SFPP paid refunds to shippers in May 2019, in the IS08-390 proceeding as ordered by the FERC based on its denial of an income tax allowance. With respect to the various SFPP related complaints and protest proceedings at the FERC (including IS08-390), we estimate that the shippers are seeking approximately $50 million in annual rate reductions and approximately $400 million in refunds. Management believes SFPP has meritorious arguments supporting SFPP’s rates and intends to vigorously defend SFPP against these complaints and protests. However, to the extent the shippers are successful in one or more of the complaints or protest proceedings, SFPP estimates that applying the principles of FERC precedent, as applicable, as well as the compliance filing methodology recently approved by the FERC to pending SFPP cases would result in rate reductions and refunds substantially lower than those sought by the shippers.
EPNG FERC Proceedings
The tariffs and rates charged by EPNG are subject to two ongoing FERC proceedings (the “2008 rate case” and the “2010 rate case”). With respect to the 2008 rate case, the FERC issued its decision (Opinion 517-A) in July 2015. The FERC generally upheld its prior determinations, ordered refunds to be paid within 60 days, and stated that it would apply its findings in Opinion 517-A to the same issues in the 2010 rate case. All refund obligations related to the 2008 rate case were satisfied in 2015. EPNG sought federal appellate review of Opinion 517-A. With respect to the 2010 rate case, the FERC issued its
decision (Opinion 528-A) on February 18, 2016. The FERC generally upheld its prior determinations, affirmed prior findings of an Administrative Law Judge that certain shippers qualify for lower rates, and required EPNG to file revised pro forma recalculated rates consistent with the terms of Opinions 517-A and 528-A. On May 3, 2018, the FERC issued Opinion 528-B upholding its decisions in Opinion 528-A and requiring EPNG to implement the rates required by its rulings and provide refunds within 60 days. On July 2, 2018, EPNG reported to the FERC the refund calculations, and that the refunds had been provided as ordered. Also on July 2, 2018, EPNG initiated appellate review of Opinions 528, 528-A and 528-B. EPNG’s appeals in the 2008 and 2010 rate cases as well as the intervenors’ delayed appeal in the 2010 rate case were consolidated. Oral argument was heard by the U.S. Court of Appeals for the D.C. Circuit on March 13, 2020.

Set task: Please answer from the text on the SFPP and EPNG FERC proceedings: on what date did the U.S. Court of Appeals for the D.C. Circuit hear oral argument in EPNG's consolidated appeals?

Recorded information:

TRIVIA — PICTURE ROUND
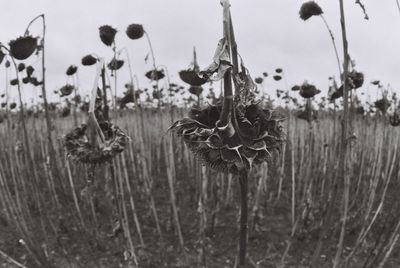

Solution to this problem: March 13, 2020.